» **Dataset entries**:
◆ ◆ ◆ ◆ ◆

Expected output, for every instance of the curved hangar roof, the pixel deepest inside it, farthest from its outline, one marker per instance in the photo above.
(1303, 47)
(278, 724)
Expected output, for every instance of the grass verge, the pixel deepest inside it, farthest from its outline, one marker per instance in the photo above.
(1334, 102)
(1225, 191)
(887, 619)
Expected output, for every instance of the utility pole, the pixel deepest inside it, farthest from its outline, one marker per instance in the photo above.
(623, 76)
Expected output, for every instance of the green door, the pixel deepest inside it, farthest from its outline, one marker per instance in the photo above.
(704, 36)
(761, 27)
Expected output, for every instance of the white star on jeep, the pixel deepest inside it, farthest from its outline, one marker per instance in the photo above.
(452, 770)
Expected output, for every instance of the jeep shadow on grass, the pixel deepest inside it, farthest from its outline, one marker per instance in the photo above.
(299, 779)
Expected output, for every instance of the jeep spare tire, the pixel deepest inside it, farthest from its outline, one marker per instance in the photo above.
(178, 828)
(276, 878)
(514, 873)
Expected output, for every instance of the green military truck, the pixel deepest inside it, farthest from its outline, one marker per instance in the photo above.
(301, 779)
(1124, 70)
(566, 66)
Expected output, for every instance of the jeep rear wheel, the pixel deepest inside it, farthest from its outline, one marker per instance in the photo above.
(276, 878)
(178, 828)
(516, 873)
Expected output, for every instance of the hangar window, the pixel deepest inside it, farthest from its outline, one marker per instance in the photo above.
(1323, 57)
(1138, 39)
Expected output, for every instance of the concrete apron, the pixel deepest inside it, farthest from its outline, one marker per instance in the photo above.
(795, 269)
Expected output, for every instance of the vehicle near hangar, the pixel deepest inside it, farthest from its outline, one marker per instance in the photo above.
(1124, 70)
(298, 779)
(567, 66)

◆ ◆ ◆ ◆ ◆

» **What this task involves**:
Each entry above is to be printed again exactly.

» **Task response**:
Expected output, for every instance of the curved hangar roof, the pixel deepest inside it, farthest from its outline, one marker per instance in the photo above.
(1303, 47)
(278, 724)
Expected output, for every instance of the grass verge, the pixel deepest inside it, farthest from its outline, one marker per instance in the photo above.
(1334, 102)
(1225, 191)
(887, 619)
Expected output, for every instance of the utility pole, the pixel deepest inside it, farthest from its outline, one marker per instance in the photo above.
(623, 76)
Expected output, for every instance of the green door, the pixel deepest inside it, farthest from its outline, one marker per instance in the photo above.
(704, 36)
(761, 27)
Expected output, for every instance of the white star on jeep, the pixel deepest inside it, farthest from its outline, one marker per instance in the photo above.
(452, 770)
Expected output, for every instance of the jeep shadow on grass, the pixel deepest inside it, farthest from its outline, one marker per instance in the photo above.
(299, 779)
Expected output, for every instance of the jeep spare tire, the pixel deepest inside it, farthest from its outline, one marker per instance in the photo above.
(178, 828)
(276, 878)
(514, 873)
Expected output, for every instance of the green military truck, the pixel deepest inside it, farthest from its outline, one marker per instance in the photo above.
(301, 779)
(1124, 70)
(566, 66)
Expected output, for every instance of the jeep rear wheel, the pixel deepest inside it, farthest from its outline, one marker per instance in the photo above.
(276, 878)
(178, 828)
(516, 873)
Expected output, for every instance of the hangar window, the pixel deepest inside it, farthest from its outline, one marker per instance in the photo above.
(1323, 57)
(1138, 39)
Expected output, for every instance of the concrete apron, the pixel deepest inside it, farthest from its outline, one marker per instance in the photo above.
(795, 269)
Expected output, for every instance of the vehicle near hangar, the pixel deepest inside it, farthest from its outline, one marker per instance in the photo above.
(1124, 70)
(298, 779)
(567, 66)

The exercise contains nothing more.